=== Begin Enclosure ===

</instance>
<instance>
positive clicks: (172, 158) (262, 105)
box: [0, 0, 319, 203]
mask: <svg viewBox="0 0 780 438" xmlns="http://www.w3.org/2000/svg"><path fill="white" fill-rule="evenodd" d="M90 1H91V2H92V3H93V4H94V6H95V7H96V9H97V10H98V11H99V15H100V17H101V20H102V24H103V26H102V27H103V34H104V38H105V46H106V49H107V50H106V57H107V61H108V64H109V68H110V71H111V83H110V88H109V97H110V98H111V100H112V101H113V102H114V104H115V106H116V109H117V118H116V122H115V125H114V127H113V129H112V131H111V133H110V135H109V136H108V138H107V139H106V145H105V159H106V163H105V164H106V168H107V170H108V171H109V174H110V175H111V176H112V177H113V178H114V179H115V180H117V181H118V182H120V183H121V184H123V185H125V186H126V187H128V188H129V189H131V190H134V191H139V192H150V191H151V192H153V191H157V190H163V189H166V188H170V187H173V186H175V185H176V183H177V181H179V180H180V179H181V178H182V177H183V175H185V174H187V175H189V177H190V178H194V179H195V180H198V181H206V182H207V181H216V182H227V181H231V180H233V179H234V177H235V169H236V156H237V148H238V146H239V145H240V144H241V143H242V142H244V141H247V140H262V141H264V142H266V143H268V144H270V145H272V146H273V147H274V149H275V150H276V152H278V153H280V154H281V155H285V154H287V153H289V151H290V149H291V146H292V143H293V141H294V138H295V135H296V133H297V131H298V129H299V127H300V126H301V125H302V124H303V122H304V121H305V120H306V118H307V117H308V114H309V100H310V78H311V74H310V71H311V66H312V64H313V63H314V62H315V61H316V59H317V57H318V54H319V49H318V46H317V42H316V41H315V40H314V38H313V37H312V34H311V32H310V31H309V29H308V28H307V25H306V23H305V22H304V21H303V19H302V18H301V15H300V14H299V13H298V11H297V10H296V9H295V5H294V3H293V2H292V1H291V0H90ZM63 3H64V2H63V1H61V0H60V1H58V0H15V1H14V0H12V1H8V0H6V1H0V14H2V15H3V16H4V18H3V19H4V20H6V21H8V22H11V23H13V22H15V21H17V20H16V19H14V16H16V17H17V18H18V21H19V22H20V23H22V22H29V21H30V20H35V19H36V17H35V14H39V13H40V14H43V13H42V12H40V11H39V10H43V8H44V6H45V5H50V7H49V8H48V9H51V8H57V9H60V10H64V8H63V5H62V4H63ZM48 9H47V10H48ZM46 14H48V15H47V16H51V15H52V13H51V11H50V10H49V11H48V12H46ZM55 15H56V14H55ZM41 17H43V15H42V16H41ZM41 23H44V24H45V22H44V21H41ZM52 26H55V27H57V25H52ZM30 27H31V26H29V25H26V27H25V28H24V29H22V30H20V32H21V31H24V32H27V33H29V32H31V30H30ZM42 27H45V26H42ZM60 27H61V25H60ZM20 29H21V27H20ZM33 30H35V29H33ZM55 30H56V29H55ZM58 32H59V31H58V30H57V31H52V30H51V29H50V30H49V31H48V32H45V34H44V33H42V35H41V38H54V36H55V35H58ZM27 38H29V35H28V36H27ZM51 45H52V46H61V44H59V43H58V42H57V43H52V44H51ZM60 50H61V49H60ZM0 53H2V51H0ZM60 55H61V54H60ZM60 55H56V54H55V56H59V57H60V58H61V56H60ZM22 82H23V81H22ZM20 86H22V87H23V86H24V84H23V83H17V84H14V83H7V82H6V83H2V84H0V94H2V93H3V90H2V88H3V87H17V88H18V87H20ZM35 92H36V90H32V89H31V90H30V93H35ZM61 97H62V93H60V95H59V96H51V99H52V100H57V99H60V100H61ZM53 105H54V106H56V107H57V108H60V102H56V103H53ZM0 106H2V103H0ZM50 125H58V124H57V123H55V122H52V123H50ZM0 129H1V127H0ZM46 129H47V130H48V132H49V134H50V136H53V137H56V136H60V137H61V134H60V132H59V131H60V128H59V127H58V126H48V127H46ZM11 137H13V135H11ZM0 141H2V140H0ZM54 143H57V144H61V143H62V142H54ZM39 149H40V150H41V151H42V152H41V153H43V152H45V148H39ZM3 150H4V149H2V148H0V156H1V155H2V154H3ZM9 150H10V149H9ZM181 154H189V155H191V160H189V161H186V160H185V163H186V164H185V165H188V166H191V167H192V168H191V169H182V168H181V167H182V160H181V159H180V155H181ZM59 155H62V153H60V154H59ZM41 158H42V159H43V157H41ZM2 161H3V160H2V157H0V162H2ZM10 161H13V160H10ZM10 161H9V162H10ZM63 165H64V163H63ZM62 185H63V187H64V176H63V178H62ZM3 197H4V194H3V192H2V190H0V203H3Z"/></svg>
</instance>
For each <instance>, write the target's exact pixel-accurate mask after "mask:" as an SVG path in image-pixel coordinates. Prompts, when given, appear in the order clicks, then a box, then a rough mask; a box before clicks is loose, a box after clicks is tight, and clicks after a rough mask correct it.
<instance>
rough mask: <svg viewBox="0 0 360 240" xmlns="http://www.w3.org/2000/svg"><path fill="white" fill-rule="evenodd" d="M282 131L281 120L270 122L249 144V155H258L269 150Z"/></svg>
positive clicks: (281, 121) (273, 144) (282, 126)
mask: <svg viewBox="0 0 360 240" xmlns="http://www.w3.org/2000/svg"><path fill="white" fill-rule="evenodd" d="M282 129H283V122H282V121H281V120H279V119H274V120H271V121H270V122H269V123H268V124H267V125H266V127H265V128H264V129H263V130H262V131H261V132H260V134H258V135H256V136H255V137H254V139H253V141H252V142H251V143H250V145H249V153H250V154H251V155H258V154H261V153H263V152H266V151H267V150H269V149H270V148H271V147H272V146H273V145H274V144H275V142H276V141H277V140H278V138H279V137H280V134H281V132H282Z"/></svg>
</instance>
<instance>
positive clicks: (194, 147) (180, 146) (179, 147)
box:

=== End Enclosure ===

Exercise instructions
Everything from the line holding "positive clicks: (281, 121)" through the final line of the material must be given again exactly, and nothing outside that stretch.

Completed exercise
positive clicks: (281, 121) (273, 144) (282, 126)
mask: <svg viewBox="0 0 360 240" xmlns="http://www.w3.org/2000/svg"><path fill="white" fill-rule="evenodd" d="M282 129H283V122H282V121H281V120H279V119H274V120H271V121H270V122H269V123H268V124H267V125H266V127H265V128H264V129H263V130H262V131H261V132H260V134H258V135H256V136H255V137H254V139H253V141H252V142H251V143H250V145H249V153H250V154H251V155H258V154H261V153H263V152H266V151H267V150H269V149H270V148H271V147H272V146H273V145H274V144H275V142H276V141H277V140H278V138H279V137H280V134H281V132H282Z"/></svg>
</instance>
<instance>
positive clicks: (194, 147) (180, 146) (179, 147)
box:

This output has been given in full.